— EXERCISE TASKS —
• a. Summarize the heatmap text in two sentences.
• b. Pull out every line of the entries below that contains the string "bench". Case matters.
━━━ TEXT EXCERPT ━━━
For larger examples of heatmaps, see for instance [Measuring Harmful Representations in Scandinavian Language Models](https://arxiv.org/pdf/2211.11678.pdf).

Large dataframes are most often made by collecting tabular data from external sources, rather than typing in values. Tables and plots can also be written to file in several formats. These features will be demonstrated in later notebooks.

## Exercise

Heatmaps are often used for [a confusion matrix with the results of a classifier](https://medium.com/@dtuk81/confusion-matrix-visualization-fc31e3f30fea).
Assume the following results of a model that classifies newspaper articles:

*  10 Sports articles are classified correctly and 5 are classified as Politics;
*  2 Politics articles are classified as Sports and 13 are classified correctly.

Make a 2 x 2 dataframe in which the rows are labeled with the true classes and the columns are the classes assigned by the model. Visualize as a heatmap, which should look about like [this](https://drive.google.com/file/d/1U-42mCVfrl6g-DlkilRW1o1dKfREdOoZ/view?usp=sharing) or like [this](https://drive.google.com/file/d/1_ArAW1LWINuuLFHW7wgDOqQF-TfoLqQD/view?usp=sharing).
━━━ DATA FOR PROCESSING ━━━
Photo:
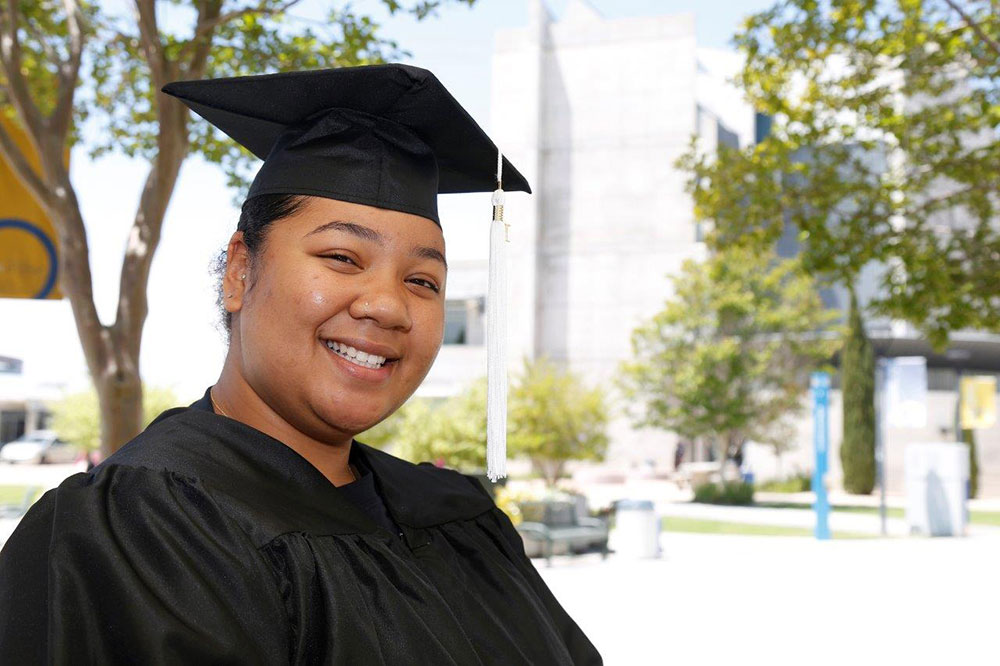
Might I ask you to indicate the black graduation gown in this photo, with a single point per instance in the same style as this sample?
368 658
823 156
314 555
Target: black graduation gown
206 541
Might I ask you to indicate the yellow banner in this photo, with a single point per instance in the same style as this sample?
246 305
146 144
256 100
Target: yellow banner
29 265
979 402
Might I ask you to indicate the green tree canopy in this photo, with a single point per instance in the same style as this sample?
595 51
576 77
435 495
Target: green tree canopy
552 418
884 148
729 356
77 416
65 64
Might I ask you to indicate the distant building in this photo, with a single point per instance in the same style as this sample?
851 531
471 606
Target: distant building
22 401
595 112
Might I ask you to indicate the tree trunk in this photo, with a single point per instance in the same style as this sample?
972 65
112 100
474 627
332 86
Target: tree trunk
119 394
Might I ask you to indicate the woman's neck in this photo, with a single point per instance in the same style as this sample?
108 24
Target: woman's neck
234 398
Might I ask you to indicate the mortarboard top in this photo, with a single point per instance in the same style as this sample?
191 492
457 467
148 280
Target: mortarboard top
389 136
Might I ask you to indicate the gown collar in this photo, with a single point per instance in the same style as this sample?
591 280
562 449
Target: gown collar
269 476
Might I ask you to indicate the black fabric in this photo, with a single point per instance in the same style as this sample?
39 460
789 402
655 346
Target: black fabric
361 492
206 541
389 136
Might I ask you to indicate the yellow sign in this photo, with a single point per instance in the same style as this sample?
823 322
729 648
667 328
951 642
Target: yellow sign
29 260
979 402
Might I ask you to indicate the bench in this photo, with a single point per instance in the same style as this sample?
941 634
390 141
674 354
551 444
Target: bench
556 528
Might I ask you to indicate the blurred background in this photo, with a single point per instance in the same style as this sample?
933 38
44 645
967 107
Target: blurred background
755 317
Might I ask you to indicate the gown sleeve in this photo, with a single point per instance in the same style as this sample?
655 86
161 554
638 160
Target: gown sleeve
579 646
130 565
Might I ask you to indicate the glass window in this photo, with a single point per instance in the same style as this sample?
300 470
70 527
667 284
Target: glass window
463 322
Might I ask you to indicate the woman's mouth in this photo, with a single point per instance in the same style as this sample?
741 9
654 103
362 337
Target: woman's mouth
356 356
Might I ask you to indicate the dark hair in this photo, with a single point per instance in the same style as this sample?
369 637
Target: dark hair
257 214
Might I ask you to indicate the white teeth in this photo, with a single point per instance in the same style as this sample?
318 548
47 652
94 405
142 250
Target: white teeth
361 358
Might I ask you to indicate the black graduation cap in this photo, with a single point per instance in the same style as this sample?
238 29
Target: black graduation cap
389 136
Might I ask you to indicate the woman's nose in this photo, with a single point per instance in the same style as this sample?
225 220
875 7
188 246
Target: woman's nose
383 303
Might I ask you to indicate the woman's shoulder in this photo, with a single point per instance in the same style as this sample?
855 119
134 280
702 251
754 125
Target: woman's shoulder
423 494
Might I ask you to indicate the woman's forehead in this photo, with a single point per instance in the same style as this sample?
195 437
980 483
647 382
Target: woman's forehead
320 215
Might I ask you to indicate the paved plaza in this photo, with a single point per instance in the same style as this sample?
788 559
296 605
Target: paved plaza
713 599
741 600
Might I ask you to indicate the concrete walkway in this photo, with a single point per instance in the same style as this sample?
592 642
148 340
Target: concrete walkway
777 601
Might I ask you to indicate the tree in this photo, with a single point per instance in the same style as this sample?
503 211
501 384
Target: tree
555 418
76 418
552 418
969 437
49 51
451 432
857 380
883 151
728 358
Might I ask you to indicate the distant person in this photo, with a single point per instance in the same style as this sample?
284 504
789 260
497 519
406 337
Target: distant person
679 451
250 527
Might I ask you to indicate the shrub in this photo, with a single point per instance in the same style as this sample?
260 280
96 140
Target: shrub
857 376
800 483
737 493
969 437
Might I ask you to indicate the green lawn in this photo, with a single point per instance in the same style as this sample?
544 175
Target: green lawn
13 494
700 526
975 517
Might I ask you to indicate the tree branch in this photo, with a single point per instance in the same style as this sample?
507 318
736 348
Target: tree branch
69 72
17 86
208 24
976 28
16 159
208 13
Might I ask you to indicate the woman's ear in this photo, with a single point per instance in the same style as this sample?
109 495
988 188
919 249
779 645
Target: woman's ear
234 282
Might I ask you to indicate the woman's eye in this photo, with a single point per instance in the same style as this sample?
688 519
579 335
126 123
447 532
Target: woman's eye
426 283
339 257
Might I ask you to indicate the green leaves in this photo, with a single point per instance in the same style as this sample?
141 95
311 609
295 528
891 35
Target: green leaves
552 418
884 150
729 355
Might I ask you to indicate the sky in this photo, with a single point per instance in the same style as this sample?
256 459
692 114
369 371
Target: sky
183 348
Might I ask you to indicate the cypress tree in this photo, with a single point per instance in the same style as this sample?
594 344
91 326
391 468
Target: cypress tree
969 437
857 381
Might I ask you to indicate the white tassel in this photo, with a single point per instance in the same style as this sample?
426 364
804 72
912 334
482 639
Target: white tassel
496 340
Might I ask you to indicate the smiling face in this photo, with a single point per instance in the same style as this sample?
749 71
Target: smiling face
340 316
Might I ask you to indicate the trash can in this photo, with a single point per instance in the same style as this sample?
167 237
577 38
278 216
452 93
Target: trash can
637 529
936 477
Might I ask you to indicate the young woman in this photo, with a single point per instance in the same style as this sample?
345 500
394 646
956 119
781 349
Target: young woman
250 527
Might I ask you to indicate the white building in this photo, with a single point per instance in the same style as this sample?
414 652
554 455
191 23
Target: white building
595 112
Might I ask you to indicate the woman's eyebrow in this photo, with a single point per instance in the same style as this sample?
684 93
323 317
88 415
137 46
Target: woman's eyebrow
425 252
368 234
353 228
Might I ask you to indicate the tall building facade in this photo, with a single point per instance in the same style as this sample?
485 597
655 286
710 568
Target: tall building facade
595 113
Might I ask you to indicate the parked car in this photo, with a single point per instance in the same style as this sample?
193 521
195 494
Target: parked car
40 446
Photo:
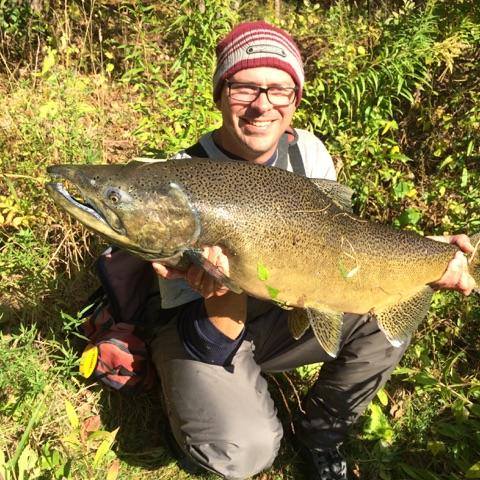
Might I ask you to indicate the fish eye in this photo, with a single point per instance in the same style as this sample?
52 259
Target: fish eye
114 195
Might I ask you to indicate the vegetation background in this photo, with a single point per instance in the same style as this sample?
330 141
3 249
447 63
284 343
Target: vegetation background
392 88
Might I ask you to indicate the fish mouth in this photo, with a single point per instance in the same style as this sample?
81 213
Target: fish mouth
58 189
82 206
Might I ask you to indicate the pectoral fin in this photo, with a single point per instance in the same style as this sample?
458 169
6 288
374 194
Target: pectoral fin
400 320
339 193
326 326
298 322
198 259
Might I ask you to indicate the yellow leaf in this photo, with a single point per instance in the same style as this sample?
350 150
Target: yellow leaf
71 414
395 149
48 61
10 216
113 470
17 221
383 397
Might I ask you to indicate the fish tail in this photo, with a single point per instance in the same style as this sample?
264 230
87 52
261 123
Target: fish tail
474 259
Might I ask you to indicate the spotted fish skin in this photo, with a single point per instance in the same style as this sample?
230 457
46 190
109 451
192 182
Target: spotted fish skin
288 239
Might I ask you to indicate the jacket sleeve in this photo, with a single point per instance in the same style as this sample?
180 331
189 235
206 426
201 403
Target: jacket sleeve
202 340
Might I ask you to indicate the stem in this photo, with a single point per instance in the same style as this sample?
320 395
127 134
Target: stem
26 434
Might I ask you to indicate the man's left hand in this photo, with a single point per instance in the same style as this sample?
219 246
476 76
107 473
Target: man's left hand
456 277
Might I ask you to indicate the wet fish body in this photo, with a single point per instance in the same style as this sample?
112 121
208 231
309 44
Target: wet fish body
289 239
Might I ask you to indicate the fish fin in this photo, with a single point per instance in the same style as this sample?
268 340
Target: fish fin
298 322
199 260
340 194
399 320
474 260
327 327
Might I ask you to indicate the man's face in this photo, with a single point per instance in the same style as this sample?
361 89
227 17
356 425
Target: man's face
252 130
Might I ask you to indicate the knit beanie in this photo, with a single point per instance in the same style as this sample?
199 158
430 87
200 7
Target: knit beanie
257 44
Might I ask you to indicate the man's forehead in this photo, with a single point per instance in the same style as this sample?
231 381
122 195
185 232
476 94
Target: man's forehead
262 75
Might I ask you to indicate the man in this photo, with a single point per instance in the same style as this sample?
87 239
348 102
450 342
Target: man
211 355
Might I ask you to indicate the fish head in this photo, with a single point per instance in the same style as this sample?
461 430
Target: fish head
151 217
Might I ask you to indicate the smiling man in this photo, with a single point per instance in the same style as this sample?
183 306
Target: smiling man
211 355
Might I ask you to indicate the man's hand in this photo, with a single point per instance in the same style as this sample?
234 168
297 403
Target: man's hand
196 277
456 277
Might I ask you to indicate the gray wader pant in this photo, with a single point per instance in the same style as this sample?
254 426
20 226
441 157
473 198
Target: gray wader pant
225 419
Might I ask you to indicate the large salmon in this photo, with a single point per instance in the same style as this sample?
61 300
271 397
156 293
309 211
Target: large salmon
289 239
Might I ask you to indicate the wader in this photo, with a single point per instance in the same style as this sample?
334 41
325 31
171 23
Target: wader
224 417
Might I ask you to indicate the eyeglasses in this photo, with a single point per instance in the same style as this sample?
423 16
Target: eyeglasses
247 93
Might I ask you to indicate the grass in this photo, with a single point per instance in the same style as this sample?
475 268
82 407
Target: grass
413 163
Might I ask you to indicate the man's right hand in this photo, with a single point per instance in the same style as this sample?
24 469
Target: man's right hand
196 277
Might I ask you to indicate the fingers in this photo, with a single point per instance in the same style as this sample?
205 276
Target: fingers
462 241
204 283
167 272
456 277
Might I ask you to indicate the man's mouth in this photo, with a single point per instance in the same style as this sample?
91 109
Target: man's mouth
258 123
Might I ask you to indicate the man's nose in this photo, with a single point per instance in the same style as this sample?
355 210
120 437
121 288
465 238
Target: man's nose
262 103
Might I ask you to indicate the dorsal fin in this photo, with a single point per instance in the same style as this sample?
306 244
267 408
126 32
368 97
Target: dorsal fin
340 194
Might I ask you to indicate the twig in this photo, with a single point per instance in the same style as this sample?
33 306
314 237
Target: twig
284 401
295 391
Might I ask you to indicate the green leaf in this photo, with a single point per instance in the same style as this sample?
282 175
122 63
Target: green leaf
473 471
383 397
72 415
272 292
378 426
104 447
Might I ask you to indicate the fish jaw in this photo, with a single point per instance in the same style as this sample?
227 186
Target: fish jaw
155 225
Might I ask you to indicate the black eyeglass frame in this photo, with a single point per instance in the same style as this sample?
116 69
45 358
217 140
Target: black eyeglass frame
261 90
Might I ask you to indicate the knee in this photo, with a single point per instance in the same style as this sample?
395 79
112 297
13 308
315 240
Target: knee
241 453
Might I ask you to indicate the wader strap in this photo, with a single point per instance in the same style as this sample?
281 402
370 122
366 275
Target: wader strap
296 159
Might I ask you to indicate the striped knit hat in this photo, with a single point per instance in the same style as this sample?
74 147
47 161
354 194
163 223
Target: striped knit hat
257 44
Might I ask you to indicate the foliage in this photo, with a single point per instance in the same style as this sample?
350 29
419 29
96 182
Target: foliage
392 89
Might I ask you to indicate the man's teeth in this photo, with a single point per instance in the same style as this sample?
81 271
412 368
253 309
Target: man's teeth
261 124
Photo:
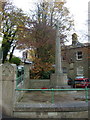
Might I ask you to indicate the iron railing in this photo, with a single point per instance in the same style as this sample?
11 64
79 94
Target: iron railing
53 90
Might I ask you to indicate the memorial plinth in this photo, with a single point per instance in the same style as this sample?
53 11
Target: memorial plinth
58 79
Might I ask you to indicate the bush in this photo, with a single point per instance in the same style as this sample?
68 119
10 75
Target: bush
16 60
41 70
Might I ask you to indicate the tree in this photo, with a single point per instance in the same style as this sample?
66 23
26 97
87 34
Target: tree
13 19
42 33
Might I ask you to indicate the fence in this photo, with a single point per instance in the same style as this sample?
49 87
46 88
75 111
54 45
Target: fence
53 90
21 79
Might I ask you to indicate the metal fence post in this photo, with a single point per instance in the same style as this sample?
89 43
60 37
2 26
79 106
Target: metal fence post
52 95
86 90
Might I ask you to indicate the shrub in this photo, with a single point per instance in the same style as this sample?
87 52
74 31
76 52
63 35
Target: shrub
16 60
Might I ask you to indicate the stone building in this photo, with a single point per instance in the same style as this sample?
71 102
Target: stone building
76 59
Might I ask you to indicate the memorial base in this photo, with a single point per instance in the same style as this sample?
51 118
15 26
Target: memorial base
59 81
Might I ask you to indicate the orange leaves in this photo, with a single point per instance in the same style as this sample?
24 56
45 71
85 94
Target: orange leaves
40 68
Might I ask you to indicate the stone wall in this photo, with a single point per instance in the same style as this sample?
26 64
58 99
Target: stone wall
7 82
37 84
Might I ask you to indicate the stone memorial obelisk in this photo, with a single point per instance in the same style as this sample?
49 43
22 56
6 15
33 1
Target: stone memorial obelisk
58 67
58 80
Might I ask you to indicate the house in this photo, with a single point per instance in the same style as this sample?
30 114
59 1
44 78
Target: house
76 59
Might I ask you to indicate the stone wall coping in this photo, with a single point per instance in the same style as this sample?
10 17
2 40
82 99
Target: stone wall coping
52 107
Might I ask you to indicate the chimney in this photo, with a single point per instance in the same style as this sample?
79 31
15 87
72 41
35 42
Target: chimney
74 39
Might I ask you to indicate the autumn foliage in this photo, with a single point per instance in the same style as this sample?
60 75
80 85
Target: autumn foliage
41 70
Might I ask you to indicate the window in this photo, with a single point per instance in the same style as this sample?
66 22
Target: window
80 71
64 70
79 55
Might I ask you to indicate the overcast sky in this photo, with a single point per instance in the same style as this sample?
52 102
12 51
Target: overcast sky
77 8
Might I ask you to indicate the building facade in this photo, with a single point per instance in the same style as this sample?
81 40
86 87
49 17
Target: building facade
76 60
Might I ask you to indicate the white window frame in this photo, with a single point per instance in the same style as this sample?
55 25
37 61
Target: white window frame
80 71
77 56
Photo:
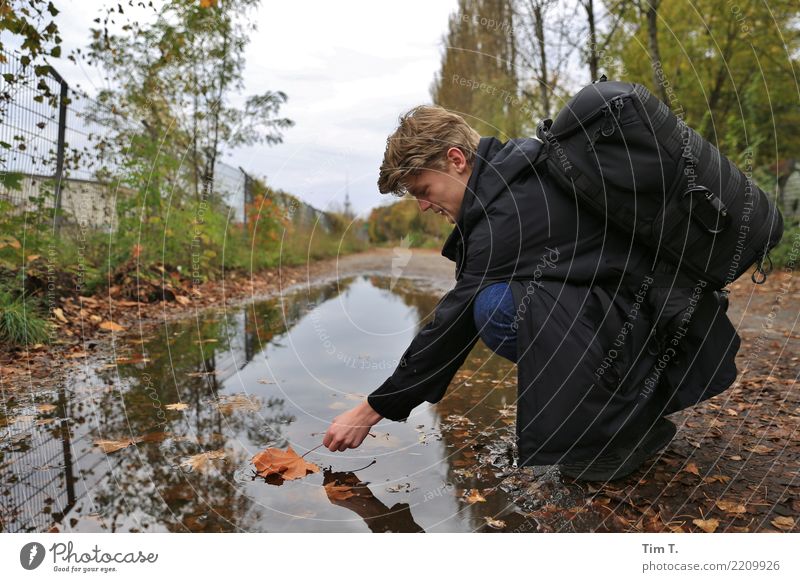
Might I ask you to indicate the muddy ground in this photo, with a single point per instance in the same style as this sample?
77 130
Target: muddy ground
733 466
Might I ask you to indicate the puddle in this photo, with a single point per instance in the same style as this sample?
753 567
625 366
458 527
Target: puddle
159 438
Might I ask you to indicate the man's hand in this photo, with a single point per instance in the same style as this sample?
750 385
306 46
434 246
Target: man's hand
349 429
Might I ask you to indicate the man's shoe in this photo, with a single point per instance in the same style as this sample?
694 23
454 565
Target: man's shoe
625 459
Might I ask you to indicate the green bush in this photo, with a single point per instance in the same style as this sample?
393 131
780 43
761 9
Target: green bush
19 324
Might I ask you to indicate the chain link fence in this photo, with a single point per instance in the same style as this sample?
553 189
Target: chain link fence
58 152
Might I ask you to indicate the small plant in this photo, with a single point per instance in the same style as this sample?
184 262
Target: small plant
19 324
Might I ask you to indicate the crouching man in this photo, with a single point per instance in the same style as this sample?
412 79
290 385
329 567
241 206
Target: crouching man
550 286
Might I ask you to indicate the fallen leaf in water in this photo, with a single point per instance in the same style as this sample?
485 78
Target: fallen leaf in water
405 487
338 492
111 446
287 464
730 506
202 461
59 313
707 525
783 522
133 360
229 403
495 523
474 496
111 326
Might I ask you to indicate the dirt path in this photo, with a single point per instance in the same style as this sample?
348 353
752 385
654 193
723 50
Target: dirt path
733 466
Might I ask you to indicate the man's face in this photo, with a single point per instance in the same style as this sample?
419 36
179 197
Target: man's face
442 191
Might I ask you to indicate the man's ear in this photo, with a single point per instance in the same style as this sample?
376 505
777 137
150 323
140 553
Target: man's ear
457 158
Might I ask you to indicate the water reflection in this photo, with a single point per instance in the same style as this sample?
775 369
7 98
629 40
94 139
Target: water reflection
188 406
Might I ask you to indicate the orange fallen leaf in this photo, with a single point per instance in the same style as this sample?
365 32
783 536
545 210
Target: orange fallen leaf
59 313
692 468
495 523
759 449
783 522
730 506
707 525
111 326
338 492
474 496
287 464
111 446
202 461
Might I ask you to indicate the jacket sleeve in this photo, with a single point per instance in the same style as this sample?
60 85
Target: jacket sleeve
434 356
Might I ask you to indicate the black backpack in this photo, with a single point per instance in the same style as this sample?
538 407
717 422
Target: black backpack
621 151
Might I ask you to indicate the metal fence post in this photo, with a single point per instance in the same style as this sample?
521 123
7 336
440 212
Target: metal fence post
246 195
61 146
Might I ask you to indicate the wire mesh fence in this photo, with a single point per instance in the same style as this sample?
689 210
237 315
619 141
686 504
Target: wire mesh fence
60 150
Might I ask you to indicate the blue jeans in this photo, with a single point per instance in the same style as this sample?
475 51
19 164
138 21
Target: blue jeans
494 311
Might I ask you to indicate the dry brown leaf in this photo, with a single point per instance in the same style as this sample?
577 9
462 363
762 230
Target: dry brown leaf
474 496
692 468
759 449
783 522
111 446
730 506
229 403
202 461
338 492
287 464
715 478
707 525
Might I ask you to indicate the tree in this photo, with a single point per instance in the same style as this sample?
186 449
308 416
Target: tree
478 77
178 74
730 71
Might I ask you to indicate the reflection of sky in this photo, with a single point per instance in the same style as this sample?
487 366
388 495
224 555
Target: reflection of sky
132 488
328 355
346 80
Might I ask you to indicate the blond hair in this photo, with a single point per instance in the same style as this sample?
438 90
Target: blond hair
420 142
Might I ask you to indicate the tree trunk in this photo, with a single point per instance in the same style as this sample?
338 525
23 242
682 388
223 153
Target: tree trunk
655 54
543 74
588 5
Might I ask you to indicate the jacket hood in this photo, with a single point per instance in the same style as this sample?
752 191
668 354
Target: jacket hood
496 165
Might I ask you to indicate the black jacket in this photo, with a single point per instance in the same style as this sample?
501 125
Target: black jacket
599 342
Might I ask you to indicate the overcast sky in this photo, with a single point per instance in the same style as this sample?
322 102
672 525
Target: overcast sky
349 70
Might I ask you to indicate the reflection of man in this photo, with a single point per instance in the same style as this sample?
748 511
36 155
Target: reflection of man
545 284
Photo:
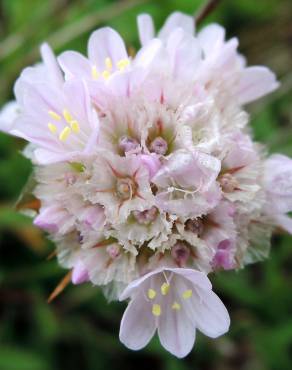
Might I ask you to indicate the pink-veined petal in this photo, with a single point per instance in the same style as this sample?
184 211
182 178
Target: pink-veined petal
146 28
75 65
138 324
106 43
176 332
177 19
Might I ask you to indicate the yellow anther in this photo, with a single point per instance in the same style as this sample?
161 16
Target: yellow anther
164 288
55 115
94 73
187 294
67 115
106 74
151 293
176 306
52 128
75 126
122 64
65 133
156 310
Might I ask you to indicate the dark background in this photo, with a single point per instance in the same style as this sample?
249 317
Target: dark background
79 330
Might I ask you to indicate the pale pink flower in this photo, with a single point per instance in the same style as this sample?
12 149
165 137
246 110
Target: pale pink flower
187 183
217 61
175 302
79 273
59 121
278 186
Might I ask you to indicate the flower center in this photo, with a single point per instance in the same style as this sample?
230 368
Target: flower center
180 253
158 146
196 226
127 144
146 217
126 188
228 183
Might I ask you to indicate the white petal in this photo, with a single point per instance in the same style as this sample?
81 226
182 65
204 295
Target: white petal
75 65
50 62
106 43
256 82
211 37
146 28
176 332
210 314
138 324
177 19
195 277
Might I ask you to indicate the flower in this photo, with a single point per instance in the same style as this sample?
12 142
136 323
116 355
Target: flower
147 174
176 302
278 184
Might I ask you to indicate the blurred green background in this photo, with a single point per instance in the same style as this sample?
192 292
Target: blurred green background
79 330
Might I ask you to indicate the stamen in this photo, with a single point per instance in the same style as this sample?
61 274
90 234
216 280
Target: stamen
52 128
187 294
55 115
122 64
94 73
156 310
108 64
106 74
75 126
67 116
65 133
151 293
164 288
176 306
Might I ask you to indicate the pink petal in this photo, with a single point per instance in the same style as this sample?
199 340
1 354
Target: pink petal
8 114
75 65
176 333
146 28
138 324
50 62
211 38
210 314
79 274
284 222
177 19
256 82
106 43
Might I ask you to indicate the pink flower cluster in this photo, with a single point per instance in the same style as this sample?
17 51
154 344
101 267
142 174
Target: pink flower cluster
147 174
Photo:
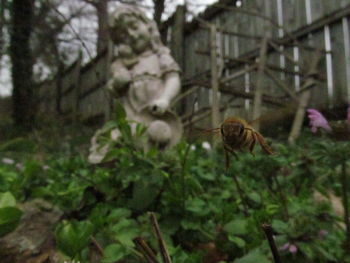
━━━
— RESPONSES TO THE TASKS —
• a. Large dataframes are usually built by collecting tabular data from external sources rather than by typing in values, and tables and plots can be written to file in several formats. An exercise asks for a 2 x 2 dataframe of a newspaper-article classifier's results, with the true classes as rows and the model's assigned classes as columns, shown as a heatmap.

• b.
Might I ask you to indicate the bench in this photo, with a single point per instance in the same style as this sample?
Target: bench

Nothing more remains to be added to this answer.